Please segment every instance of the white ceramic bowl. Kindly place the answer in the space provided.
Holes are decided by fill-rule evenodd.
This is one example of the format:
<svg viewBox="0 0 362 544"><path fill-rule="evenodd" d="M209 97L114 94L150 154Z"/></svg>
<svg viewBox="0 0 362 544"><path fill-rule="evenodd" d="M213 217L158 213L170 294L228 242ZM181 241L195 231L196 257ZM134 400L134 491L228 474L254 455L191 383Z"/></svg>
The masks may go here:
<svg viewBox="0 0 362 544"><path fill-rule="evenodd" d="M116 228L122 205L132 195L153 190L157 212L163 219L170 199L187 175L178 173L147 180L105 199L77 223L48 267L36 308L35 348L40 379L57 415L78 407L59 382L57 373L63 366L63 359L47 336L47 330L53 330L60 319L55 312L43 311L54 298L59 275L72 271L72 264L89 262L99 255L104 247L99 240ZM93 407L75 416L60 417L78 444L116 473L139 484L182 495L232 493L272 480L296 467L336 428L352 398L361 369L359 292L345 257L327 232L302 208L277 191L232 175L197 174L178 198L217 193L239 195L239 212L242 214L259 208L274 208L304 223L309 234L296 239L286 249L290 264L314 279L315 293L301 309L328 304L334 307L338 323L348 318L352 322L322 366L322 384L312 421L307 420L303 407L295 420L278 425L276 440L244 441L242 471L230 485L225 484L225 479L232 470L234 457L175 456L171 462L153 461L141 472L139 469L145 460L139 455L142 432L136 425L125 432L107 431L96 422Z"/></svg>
_ _ _ _ _ _ _
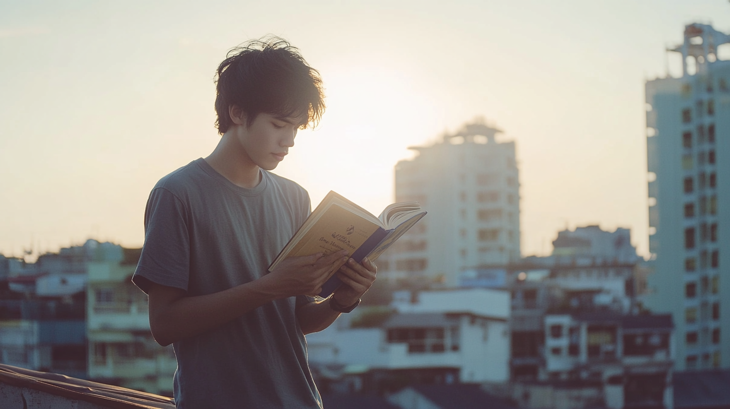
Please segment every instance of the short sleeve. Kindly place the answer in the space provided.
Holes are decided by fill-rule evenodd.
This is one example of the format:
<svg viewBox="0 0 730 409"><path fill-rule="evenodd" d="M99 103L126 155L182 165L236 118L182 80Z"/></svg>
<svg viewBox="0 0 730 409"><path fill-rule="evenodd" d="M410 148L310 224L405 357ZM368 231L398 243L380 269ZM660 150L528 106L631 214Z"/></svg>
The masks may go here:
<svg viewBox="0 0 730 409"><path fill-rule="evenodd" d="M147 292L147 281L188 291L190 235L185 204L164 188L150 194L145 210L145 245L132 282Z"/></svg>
_ _ _ _ _ _ _
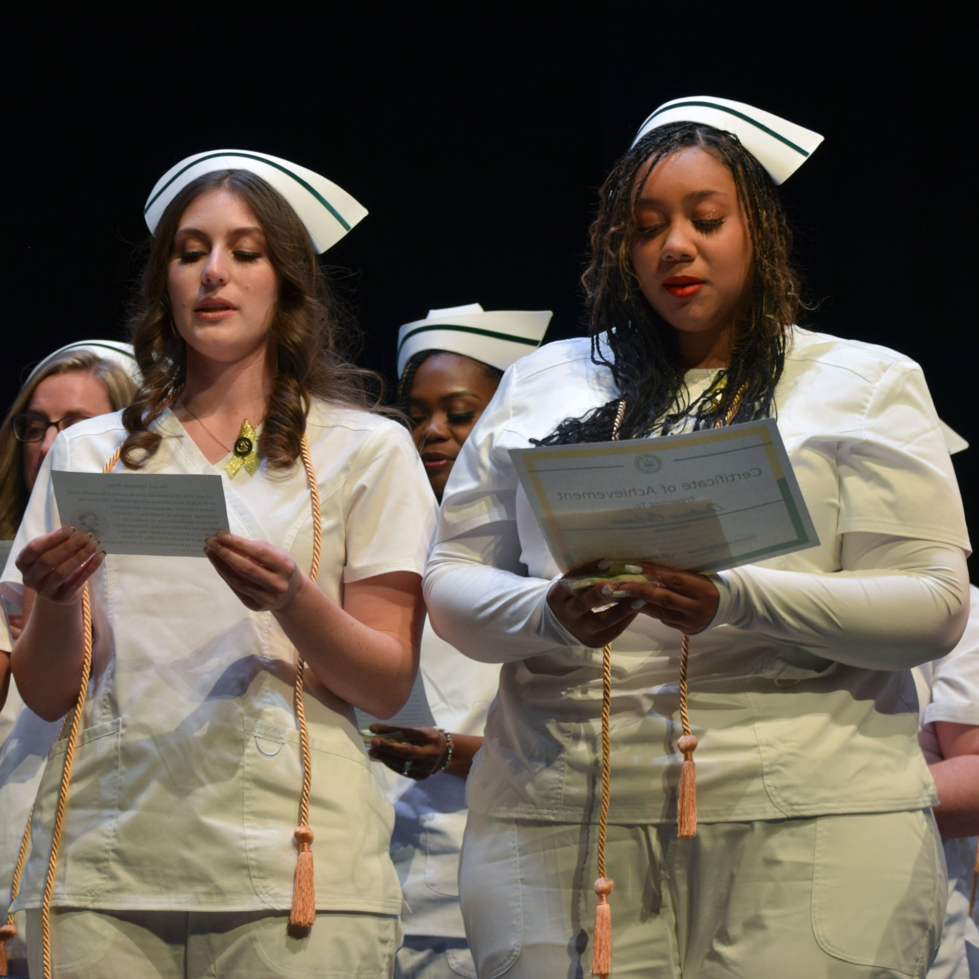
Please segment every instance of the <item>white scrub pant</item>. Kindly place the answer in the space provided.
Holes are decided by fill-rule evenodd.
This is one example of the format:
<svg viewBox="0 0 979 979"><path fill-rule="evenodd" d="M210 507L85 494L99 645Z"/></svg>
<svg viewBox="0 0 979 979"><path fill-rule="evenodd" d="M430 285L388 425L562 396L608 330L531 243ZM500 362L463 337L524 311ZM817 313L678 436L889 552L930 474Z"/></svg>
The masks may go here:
_ _ _ _ _ _ _
*Problem requirements*. How many lines in the rows above contain the word "segment"? Case must match, and your reply should be the number alone.

*Answer in full*. 3